What you return must match the records exactly, with every line included.
Task inputs below:
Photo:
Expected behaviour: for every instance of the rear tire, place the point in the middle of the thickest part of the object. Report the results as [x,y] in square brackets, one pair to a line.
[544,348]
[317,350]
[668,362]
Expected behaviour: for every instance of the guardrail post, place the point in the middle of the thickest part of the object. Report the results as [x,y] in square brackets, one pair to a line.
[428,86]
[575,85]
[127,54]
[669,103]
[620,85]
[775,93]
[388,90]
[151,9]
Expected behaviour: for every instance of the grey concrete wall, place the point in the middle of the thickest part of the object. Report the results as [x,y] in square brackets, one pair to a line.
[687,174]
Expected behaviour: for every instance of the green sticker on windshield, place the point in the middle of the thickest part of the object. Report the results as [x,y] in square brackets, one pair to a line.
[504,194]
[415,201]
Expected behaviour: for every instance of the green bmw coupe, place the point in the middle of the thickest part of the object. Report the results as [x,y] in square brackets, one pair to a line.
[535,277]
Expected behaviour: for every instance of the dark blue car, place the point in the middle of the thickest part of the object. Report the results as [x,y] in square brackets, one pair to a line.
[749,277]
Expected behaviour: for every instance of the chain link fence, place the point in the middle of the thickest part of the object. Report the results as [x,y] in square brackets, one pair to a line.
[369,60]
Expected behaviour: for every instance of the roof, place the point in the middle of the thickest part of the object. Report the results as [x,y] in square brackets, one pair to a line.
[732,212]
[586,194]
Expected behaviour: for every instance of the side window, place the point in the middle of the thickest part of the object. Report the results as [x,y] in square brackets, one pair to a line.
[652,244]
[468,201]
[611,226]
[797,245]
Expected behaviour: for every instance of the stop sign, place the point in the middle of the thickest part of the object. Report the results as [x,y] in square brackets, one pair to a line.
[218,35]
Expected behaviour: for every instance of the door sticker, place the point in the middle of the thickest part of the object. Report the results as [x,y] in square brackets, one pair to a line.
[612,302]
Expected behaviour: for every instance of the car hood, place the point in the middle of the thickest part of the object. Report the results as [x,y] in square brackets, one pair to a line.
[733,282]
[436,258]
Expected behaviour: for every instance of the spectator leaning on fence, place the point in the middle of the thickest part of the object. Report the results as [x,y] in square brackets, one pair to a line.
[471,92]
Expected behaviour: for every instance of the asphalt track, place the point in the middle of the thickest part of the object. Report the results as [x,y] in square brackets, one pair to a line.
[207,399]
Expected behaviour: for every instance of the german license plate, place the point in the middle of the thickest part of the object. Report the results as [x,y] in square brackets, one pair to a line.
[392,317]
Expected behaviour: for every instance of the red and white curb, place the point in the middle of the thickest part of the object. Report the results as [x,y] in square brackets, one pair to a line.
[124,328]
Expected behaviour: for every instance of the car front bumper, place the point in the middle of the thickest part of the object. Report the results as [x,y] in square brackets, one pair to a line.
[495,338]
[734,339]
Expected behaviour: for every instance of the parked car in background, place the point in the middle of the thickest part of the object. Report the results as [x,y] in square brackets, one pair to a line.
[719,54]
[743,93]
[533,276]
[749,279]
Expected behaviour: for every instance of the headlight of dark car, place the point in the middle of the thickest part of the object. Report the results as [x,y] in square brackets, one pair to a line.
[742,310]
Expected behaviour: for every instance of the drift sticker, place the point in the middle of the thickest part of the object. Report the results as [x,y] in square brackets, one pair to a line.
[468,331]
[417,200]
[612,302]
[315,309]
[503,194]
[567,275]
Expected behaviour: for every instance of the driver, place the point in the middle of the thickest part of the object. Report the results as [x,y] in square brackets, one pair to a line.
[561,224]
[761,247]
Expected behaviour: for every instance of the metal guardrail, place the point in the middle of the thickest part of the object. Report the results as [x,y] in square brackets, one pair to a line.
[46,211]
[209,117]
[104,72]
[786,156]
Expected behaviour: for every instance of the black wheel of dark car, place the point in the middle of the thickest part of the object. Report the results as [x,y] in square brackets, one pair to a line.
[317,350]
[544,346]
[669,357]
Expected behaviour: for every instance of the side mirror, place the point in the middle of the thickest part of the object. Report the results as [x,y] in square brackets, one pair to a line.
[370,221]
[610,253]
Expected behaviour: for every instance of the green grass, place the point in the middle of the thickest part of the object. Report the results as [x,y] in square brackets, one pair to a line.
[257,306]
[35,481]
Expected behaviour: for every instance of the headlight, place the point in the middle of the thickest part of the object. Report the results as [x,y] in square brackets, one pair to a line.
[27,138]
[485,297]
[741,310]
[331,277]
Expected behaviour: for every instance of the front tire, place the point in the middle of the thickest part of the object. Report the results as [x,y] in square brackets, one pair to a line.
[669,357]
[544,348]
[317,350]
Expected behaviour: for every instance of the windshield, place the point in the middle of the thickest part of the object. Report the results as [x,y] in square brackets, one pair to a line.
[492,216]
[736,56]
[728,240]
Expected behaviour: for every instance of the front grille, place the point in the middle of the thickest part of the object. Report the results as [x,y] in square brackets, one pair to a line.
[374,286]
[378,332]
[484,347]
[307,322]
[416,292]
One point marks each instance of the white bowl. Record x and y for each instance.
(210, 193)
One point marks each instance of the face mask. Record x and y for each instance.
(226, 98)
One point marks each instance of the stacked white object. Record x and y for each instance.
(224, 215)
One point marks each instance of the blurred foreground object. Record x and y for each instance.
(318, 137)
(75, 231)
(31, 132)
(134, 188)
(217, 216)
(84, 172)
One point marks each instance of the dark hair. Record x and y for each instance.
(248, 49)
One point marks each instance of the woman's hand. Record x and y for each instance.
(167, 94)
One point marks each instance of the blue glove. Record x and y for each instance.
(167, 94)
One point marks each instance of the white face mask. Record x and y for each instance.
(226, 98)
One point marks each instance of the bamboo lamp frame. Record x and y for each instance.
End of Task inputs.
■ Completed exercise:
Photo:
Expected behaviour: for every instance of the rear tire, place the point in the middle of the thickest part of the object. Report the results as [x,y] in square brackets, one pair to a line.
[544,348]
[317,350]
[668,362]
Expected behaviour: for every instance of the guardrail post, place the point in the middle of the thickest part of the object. Report the results as [x,y] in square brackets, one pair to a line.
[428,86]
[575,85]
[127,54]
[669,103]
[620,85]
[775,93]
[388,90]
[151,9]
Expected behaviour: for every instance of the grey concrete wall, place the point in the middle of the thickest part of the object. Report the results as [x,y] in square brackets, one pair to a line.
[687,174]
Expected behaviour: for every instance of the green sticker on windshield, place the point in the middle of the thickest part of the object. Report the results as [x,y] in square brackets, one pair to a line.
[504,194]
[415,201]
Expected behaviour: for every instance of the green bmw coupe, place the point in the middle of the thickest part of the object. Report the results as [x,y] in square brackets, one pair to a line.
[535,277]
Expected behaviour: for every instance of the dark blue car, place the point in the middle of the thickest part of the object. Report the results as [x,y] in square brackets, one pair to a line.
[749,277]
Expected behaviour: for every instance of the chain link fence, place the point in the middle of the thickest part of the object. Report the results as [x,y] in square brackets, one pair to a line.
[369,60]
Expected behaviour: for every instance of the roof, place the point in the middle of the thickest part of the object. Report the results as [x,y] in square brackets, one pair to a line.
[732,212]
[586,194]
Expected behaviour: for every instance of the side window, place the point in the middle of the thickest part of the object. Report the results as [x,y] in square brackets, one pair to a line.
[652,244]
[468,201]
[611,226]
[797,245]
Expected behaviour: for every instance of the stop sign, place the point in the middle of the thickest part of the object. Report the results as [x,y] in square brackets, one pair to a line.
[218,35]
Expected behaviour: for every instance of the door sticker, place the point in the middle of the thickest part of the object. Report the results as [x,y] in square brackets, one pair to a line.
[612,302]
Expected behaviour: for every instance of the car hood, place the point in the middle of the thickest part of the object. Report the results as [x,y] in square brackets, one pair to a line.
[733,282]
[436,258]
Expected behaviour: for every instance of the spectator leaning on fence, place the point in the middle of the thickest part of the object. Report the results as [x,y] in square brackets, one pair to a line.
[471,92]
Expected behaviour: for every instance of the asphalt track, place the point in the middle of the thickest part of the object. Report the results as [x,y] in square brackets, one pair to a line.
[207,399]
Expected behaviour: for every instance of the german license plate, place the point in the middle of the thickest part of the object. Report the results as [x,y] in square brackets, one pair to a line.
[392,317]
Expected behaviour: for every instance of the red and white curb, place the point in the middle of the thickest part of the object. Report the results as [x,y] in square brackets, one pair to a line.
[124,328]
Expected behaviour: for every instance of the car front bumper, place the point in the middle of the thickest part of the object. Report the results as [x,y] in square brackets, one pair to a line.
[495,338]
[734,339]
Expected behaviour: for every instance of the parked car in background, place the point in the middle of the thickest part of the object. Report the results as [x,y] in square brackets, one pair to a line.
[719,54]
[743,93]
[533,276]
[749,279]
Expected behaviour: for every instance of the headlight of dark car, place the point in the middle of the thickest part of the object. Report the results as [x,y] in square brackets, one pair to a line.
[742,310]
Expected behaviour: for every instance of the drift sticker, place the point in the middle of the thickest part of the object. Report the results as [x,y] in square brackets, one pair to a line.
[468,331]
[417,200]
[612,302]
[315,309]
[503,194]
[567,275]
Expected behaviour: for every instance of the driver, place the point in the middle of the thickest part of the object. Report the results as [x,y] in square brackets, one pair to a line.
[561,224]
[761,247]
Expected behaviour: for every instance of the metal guardrail, place the point in the middle of the thickest part of the object. Report the results as [x,y] in square brackets, one pair to a line.
[46,211]
[209,117]
[104,72]
[786,156]
Expected behaviour: for every instance of the black wheel of dark car, place the point in the middle of the thickest part of the object. Report the results as [x,y] in square brackets, one pair to a line.
[317,350]
[544,346]
[669,357]
Expected behaviour: for every instance of the side mirror, place the point in the middle of the thickest part of the object. Report the results as [x,y] in square brackets, one pair to a line.
[370,221]
[610,253]
Expected behaviour: for every instance of the green grass, place the point in the middle of the thickest part of the object. Report the results as [x,y] in square brackets, one pair to a line.
[257,306]
[35,481]
Expected behaviour: for every instance of the headlight, place the point in the middle of the thickest part of the object. Report the results as [x,y] in square brackets, one pair to a line.
[27,138]
[485,297]
[741,310]
[331,277]
Expected behaviour: for every instance of the front tire, place the point in the middle of the thickest part of the object. Report the results as [x,y] in square brackets, one pair to a line.
[669,357]
[544,348]
[317,350]
Expected behaviour: for every instance of the windshield, place the point in the middle of the thickest part of the object. Report the results as [x,y] in square brackets, one pair to a line.
[492,216]
[736,56]
[728,240]
Expected behaviour: for every instance of the front grille, place the point in the middle of the thickest part of the object. Report the results as [x,y] in square brackets, one pair to a line.
[374,286]
[378,332]
[484,347]
[307,322]
[416,292]
One point marks each instance of the white bowl. Record x and y for each instance.
(210, 193)
One point marks each instance of the face mask. Record x and y for each instance.
(226, 98)
One point marks each instance of the stacked white object. Record x and y for each instance.
(224, 215)
One point marks each instance of the blurred foreground object. Record x and y for each instance.
(318, 137)
(75, 231)
(31, 132)
(134, 188)
(217, 216)
(84, 172)
One point marks each instance of the dark hair. Record x and y for each instance.
(248, 49)
One point marks each instance of the woman's hand. Record x and y for each instance.
(167, 94)
One point marks each instance of the blue glove. Record x and y for each instance.
(167, 94)
One point marks each instance of the white face mask. Record x and y for each instance.
(226, 98)
One point marks each instance of the bamboo lamp frame. Record x and y for each instance.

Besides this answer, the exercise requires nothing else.